_Extract to read_:
----

The bathtub felt amazing, it took so much pressure of my hips and back. It was soothing, it was quiet. But my contractions went from a 7, to a nine instantly. But I’ve been here before, I knew what I had to do, and I knew it would be over soon. After just half an hour they checked me, and I was 7cm. Suddenly the long hard labors I was used to, were flying by! But I had the feeling like I needed to push! I knew it was too soon to push, but my body was getting ready to have the baby so fast, I tried with all I had NOT to push. There was talk in between contractions of how the hospital was going to get rid of the midwives, and that I was the 11th person in 10 months to deliver in the tub. I was shocked. How has America become SO lazy that they get to the hospital, ask for a giant needle and sleep through labor laying in a bed, or ask for their baby to be c-section simply because they don’t want to deal with the pain. The pain in a natural part of life! A few Drs had never seen a water birth, and I approved for them to be in the room. If I could spread how simple this is, how much better it is, maybe other Drs would start doing it, and more women would have the beautiful experience I did.
At 11am, about 10 hours after my water broke, I couldn’t resist the need to push. My midwife checked me, and I got terrible news. A lip of skin was stuck over the babys face. This is not the first time that I’ve had this news. While in labor with Collin, this happened, and I pushed for 4 hours to get the lip over him. I almost lost it. But my midwife re-assured me, and told me that during my next contraction she was going to try to remove the lip. I crossed my fingers and suffered through another contraction, and I could feel the same terrible pain I felt with Collin, and then relief. She had been able to move the lip, and now, I could push.
Ten minutes. I pushed in the big bathtub for just 10 minutes. No pushing on my belly, no one holding my legs, no one pulling my sons head. I did it. I finally got the birth I’ve been dreaming of. Where my body did it, no medication, just me.
Alexander Michelangelo Kimball was born at 11;35AM on October 17th 2011. He was 8lbs 11oz and 22inches long. He was placed directly on his mothers chest where he sat for 5 minutes before his father cut his umbilical cord. He was never taken from me without my permission, he wasn’t given certain unnecessary medications, he roomed in, and he was released early.
Lex is three now! He has a huge personality. He’s bossy and sassy. He’s a “boy’s boy”. He likes to fight, and play sports and run (because he’s the flash)! He loves Dinos and the ninja turtles. He is tough as nails and with a name like his, why wouldn’t he be? He’s his sisters twin, and a daddies boy. And I love him.

----

_Dataset content_:
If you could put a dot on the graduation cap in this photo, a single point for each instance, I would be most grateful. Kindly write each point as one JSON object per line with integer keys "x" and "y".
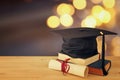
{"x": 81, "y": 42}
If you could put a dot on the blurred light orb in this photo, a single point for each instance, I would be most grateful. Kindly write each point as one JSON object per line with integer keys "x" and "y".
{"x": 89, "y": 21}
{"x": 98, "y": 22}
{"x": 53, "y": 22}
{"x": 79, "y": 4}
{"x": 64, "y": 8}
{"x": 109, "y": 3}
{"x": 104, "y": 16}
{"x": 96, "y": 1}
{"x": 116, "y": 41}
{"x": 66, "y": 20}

----

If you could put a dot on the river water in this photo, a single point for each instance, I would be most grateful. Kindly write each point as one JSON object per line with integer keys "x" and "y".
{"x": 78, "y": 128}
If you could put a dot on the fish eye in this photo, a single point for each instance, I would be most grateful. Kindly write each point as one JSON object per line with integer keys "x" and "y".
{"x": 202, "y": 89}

----

_Assigned task_: Copy the birth story word for word, starting with "Ten minutes. I" and going on through "medication, just me.". The records come from a source unrelated to the birth story.

_Task output_:
Ten minutes. I pushed in the big bathtub for just 10 minutes. No pushing on my belly, no one holding my legs, no one pulling my sons head. I did it. I finally got the birth I’ve been dreaming of. Where my body did it, no medication, just me.